Give the lines again exactly, from the one holding "Annotate the forehead" to the last line of the listing below, both ends included and nothing added.

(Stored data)
_ _ _
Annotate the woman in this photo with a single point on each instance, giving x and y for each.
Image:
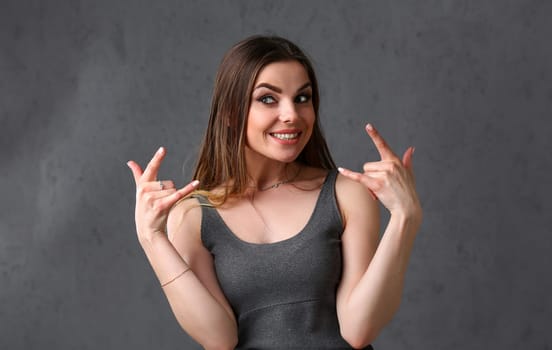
(272, 246)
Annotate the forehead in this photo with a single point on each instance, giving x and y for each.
(282, 74)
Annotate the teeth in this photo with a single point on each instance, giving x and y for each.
(286, 136)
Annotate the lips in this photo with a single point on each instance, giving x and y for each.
(285, 136)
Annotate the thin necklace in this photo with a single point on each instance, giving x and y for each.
(251, 198)
(283, 182)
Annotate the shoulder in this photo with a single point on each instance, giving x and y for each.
(184, 222)
(354, 200)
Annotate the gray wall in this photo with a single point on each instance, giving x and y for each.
(87, 85)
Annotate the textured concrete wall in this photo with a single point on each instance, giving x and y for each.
(87, 85)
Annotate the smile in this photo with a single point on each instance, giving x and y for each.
(285, 136)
_ _ _
**FULL SOLUTION**:
Annotate the forehead in this photo with a single point on each instance, giving x and y for each.
(282, 74)
Annotate the teeth in this photo with a single point on each instance, giving x and y for each.
(286, 136)
Annotate the lips in this photo with a single point on each instance, giving x and y for each.
(285, 136)
Annotate the thin necklace in this photo with a single point on each instance, giving x and y for each.
(251, 198)
(283, 182)
Annotate the shoulder in this photo with a single point on each instance, giving x and y for each.
(184, 222)
(354, 200)
Annotate the gray wall in this photo with a single point on each instance, giving x and y for each.
(87, 85)
Annotate the textured concrete wall in this photo with a single point on each instance, giving x and y for each.
(87, 85)
Annotate the smile in this photo with a single point on each instance, giving x and y for each.
(285, 136)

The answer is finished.